• [Information given]:
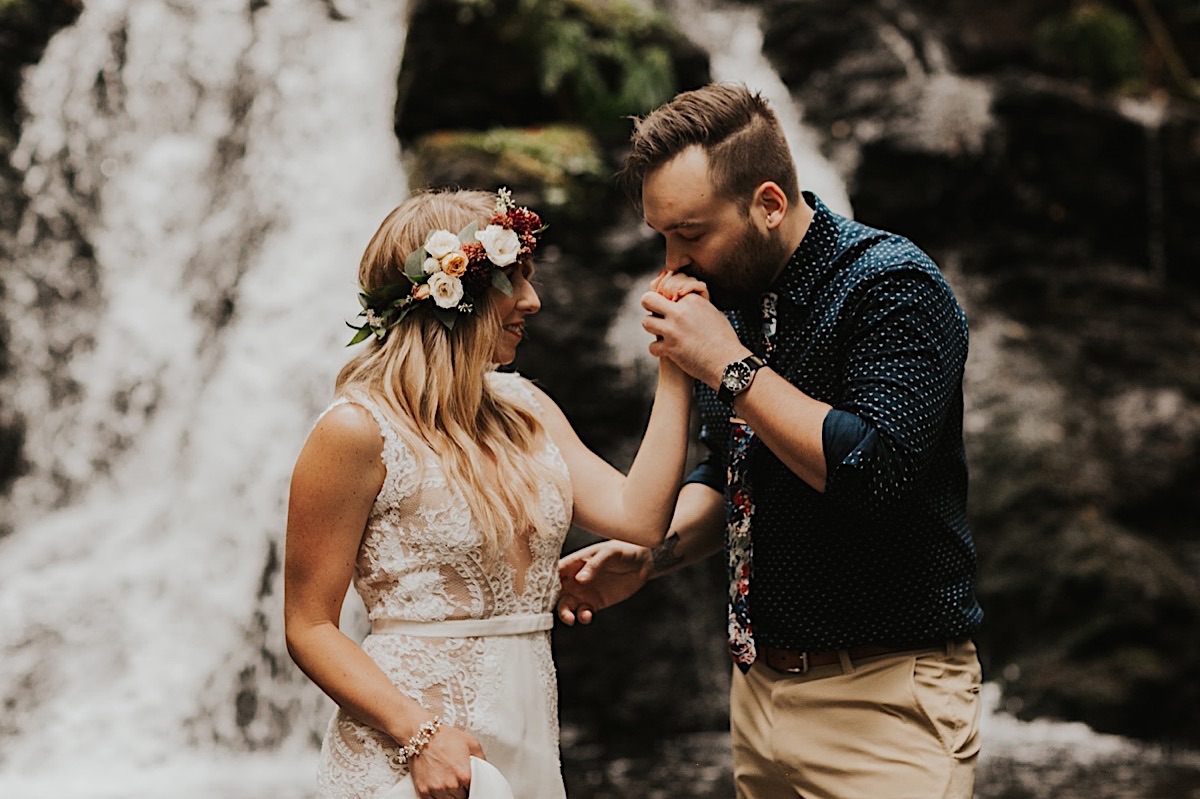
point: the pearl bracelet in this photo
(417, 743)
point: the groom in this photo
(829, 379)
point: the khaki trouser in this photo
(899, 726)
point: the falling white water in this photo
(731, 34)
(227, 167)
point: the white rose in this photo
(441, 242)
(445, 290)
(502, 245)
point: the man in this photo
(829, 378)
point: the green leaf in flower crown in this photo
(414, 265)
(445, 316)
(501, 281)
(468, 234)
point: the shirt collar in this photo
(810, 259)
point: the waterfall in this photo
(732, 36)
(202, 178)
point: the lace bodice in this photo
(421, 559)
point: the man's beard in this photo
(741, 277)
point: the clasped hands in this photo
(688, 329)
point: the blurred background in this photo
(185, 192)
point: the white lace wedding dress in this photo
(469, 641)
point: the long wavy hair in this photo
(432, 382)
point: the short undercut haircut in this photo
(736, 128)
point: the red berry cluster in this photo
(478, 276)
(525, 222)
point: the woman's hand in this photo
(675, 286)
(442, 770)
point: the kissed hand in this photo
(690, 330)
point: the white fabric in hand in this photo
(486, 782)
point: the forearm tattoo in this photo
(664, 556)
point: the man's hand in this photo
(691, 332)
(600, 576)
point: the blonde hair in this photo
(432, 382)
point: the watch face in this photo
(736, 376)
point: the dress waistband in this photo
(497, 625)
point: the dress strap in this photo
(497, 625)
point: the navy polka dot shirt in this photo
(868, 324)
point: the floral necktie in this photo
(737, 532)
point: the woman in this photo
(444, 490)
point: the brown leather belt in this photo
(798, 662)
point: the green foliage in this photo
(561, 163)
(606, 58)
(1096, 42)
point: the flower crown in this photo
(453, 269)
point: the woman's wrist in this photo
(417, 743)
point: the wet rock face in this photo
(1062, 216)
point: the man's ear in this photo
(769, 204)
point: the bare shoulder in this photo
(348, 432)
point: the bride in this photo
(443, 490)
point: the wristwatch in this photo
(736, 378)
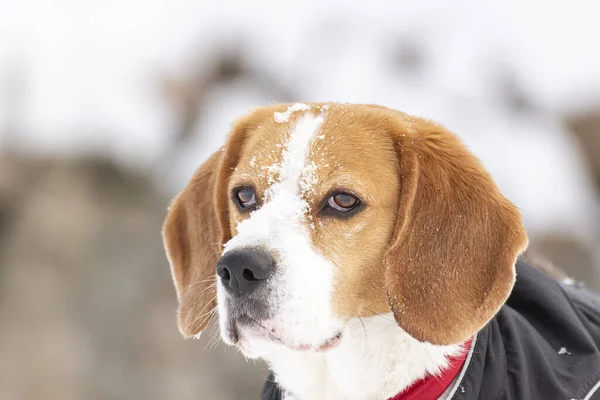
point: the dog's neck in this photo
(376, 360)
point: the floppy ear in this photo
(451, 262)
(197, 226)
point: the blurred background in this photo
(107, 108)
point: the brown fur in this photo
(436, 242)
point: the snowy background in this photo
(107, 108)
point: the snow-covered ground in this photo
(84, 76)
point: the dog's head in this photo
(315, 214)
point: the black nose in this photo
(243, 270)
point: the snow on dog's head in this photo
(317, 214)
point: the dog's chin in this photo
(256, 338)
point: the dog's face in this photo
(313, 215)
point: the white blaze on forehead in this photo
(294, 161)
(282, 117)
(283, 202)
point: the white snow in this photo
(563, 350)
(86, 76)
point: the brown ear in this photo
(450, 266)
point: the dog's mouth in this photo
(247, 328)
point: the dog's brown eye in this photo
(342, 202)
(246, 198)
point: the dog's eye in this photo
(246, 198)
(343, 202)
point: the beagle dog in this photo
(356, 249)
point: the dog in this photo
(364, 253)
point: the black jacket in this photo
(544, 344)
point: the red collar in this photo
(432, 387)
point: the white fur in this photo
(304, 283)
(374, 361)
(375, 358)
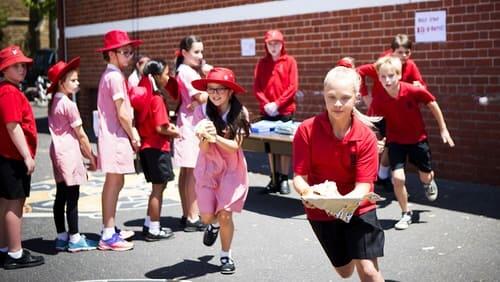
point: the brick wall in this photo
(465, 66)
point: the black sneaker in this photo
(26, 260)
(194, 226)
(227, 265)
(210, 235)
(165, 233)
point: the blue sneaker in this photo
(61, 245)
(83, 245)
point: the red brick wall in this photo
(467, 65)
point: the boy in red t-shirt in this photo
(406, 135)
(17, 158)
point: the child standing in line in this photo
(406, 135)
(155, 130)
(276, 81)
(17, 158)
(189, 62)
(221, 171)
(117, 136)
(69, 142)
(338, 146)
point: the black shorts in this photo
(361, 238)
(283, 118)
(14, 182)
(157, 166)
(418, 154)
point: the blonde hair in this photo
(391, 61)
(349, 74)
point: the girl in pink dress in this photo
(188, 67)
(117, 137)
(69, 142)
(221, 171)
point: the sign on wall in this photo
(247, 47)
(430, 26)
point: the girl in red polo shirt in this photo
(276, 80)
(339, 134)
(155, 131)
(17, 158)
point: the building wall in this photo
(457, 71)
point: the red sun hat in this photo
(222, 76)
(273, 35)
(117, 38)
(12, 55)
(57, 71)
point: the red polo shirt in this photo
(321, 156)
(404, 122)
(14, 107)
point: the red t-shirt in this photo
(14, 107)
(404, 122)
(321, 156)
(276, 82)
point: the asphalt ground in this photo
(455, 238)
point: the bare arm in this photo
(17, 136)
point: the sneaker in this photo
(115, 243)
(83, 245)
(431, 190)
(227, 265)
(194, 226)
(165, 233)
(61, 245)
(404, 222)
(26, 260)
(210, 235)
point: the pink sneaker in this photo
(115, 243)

...

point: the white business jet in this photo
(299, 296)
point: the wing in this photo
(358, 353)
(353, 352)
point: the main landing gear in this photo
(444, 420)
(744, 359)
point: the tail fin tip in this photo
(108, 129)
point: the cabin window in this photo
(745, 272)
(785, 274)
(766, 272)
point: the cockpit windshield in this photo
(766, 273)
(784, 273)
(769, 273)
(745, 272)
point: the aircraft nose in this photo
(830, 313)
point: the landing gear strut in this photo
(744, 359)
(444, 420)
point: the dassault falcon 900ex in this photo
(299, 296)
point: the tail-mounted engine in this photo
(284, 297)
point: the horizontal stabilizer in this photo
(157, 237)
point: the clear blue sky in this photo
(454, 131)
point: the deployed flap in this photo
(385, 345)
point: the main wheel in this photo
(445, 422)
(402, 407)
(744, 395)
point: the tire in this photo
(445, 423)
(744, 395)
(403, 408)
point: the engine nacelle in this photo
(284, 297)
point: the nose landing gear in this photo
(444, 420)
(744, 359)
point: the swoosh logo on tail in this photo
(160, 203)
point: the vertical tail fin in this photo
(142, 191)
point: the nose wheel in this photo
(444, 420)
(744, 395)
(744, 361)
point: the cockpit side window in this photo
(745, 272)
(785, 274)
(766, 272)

• [Directions for this task]: Copy every line above that holds the word "white", matching case exactly.

• [Expected answer]:
point: the falling white water in this photo
point: the white rose in this photo
point: the white lace wedding dress in this photo
point: the white fabric in hand in this photo
point: the white blaze on forehead in this photo
point: the white snow in this photo
point: the white fur in this photo
point: the white business jet in this photo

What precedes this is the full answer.